• Problem statement
All records that follow are to be restated exactly.

::: Supplied data

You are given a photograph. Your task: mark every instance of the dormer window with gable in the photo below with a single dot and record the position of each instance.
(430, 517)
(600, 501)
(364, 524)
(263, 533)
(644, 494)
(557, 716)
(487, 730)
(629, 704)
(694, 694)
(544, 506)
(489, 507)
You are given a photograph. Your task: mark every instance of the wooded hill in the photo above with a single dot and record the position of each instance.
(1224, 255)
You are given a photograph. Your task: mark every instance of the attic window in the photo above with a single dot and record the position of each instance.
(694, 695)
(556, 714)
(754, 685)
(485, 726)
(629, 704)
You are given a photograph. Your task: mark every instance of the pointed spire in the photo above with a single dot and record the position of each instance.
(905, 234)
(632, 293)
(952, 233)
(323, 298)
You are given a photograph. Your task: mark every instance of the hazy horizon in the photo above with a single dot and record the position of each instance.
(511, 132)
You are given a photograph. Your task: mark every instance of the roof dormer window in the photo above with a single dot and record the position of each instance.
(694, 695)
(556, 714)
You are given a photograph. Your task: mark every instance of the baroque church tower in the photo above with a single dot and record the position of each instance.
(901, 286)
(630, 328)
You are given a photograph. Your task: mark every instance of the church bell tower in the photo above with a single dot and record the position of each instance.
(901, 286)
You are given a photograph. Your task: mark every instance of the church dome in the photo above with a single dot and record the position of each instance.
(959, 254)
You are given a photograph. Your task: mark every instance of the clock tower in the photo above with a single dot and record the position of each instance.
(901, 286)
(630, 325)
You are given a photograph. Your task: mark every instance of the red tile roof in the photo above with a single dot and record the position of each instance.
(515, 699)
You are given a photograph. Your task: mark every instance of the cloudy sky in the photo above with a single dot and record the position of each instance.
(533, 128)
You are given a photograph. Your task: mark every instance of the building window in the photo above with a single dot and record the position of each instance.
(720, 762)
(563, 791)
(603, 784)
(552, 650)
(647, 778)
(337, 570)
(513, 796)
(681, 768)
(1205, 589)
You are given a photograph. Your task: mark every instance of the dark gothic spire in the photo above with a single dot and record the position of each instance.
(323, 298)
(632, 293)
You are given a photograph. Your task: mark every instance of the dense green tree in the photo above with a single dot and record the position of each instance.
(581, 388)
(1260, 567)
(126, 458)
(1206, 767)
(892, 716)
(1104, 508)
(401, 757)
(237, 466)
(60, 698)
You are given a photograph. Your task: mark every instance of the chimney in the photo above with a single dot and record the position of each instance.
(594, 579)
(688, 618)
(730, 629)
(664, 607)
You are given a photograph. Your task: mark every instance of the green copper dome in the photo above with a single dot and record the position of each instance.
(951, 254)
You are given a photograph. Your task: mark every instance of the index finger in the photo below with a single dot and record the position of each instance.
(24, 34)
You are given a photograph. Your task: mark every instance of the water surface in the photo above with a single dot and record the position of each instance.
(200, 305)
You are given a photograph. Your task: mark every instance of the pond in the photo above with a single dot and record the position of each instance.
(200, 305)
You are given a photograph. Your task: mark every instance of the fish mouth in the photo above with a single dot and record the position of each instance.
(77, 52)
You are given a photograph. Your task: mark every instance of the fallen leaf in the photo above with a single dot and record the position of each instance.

::::::

• Expected output
You are given a photograph. Your task: mark every instance of the dormer window with gable in the photo below with a single dot and record the position of each instance.
(430, 517)
(600, 501)
(364, 524)
(263, 533)
(644, 494)
(557, 716)
(487, 730)
(629, 704)
(694, 694)
(544, 506)
(489, 507)
You are given a photograph. Your task: mark every instance of the wooded hill in the photo above with a single dot and record the position of each instance.
(1224, 255)
You are given a photograph. Your task: mark every instance of the attic window in the photo above with a single dot and record the position of each instance.
(694, 695)
(556, 714)
(754, 685)
(485, 726)
(629, 704)
You are given a photograph. Your task: mark every instance of the pointed spire in the photo above with a single dot and record the position of each instance.
(905, 234)
(632, 293)
(952, 233)
(323, 298)
You are given a photograph. Your task: mark every instance of the hazy horizon in the photo above with a single dot and record the position of each instance.
(511, 132)
You are given a photograph. Your task: mark every instance of the roof dormer window in the photo above with a single dot and record the position of each instance.
(694, 695)
(556, 714)
You are given a photograph. Your task: mark every instance of the baroque church tower in the photo above with a single dot and record the position of each instance.
(901, 286)
(630, 328)
You are given a photograph. Your task: mark every instance of the church bell tower in the photo above with a single dot and record the position of each instance.
(901, 286)
You are given a photograph. Your task: mark every instance of the church dome in the photo above with a single dot and record the position of each instance.
(959, 254)
You are given a photograph. Your task: mark every instance of the clock tower in the photo above with a single dot and record the position of each instance.
(901, 286)
(630, 325)
You are given a photograph. Your task: mark every instance of the red tile roof in the photo above with a single dot and record the position of each instance.
(515, 699)
You are given a photograph. Your task: mark every instance of the cloudy sky in the photo above with a single dot and record the position of each instance.
(533, 128)
You are given a photograph. Your task: mark every instance of the building window in the photo above with a single dot and record the position of each instance.
(720, 762)
(563, 791)
(603, 784)
(552, 650)
(647, 778)
(337, 570)
(513, 796)
(681, 768)
(1205, 589)
You are given a photograph. Your task: mark every instance of the dark gothic spire in the photo above with a single dot and record the position of each instance.
(323, 298)
(632, 293)
You are given a photograph. Your task: mark every instance of the dense green tree in the photo above with a single dot and record the position of each instance.
(581, 388)
(1260, 567)
(126, 458)
(1206, 767)
(892, 716)
(1104, 508)
(401, 757)
(237, 466)
(60, 698)
You are given a photograph. Your task: mark every instance of the chimney in the photo above with a single dot and record the position of each instance.
(594, 579)
(688, 618)
(730, 629)
(664, 607)
You are given a photograph. Your task: mark every instance of the green copper dome in the photo above with a single dot and record the position of each instance.
(951, 254)
You are given a photograph. Your task: mark every instance of the index finger in the photo below with a single dot and record the position of each instance.
(24, 34)
You are given a photograph. Your task: mark every instance of the water surface in the photo above with a single dot and record the position of each instance.
(200, 305)
You are given a photograph. Your task: mark every instance of the pond in the photo above with a single dot and record the position of each instance.
(200, 305)
You are given a photograph. Your task: mark every instance of the fish mouth in the photo above with a single dot and record the position of each instance.
(77, 52)
You are given a photograph. Your task: mark every instance of the fallen leaf in the photo above with a single dot and record the position of each instance.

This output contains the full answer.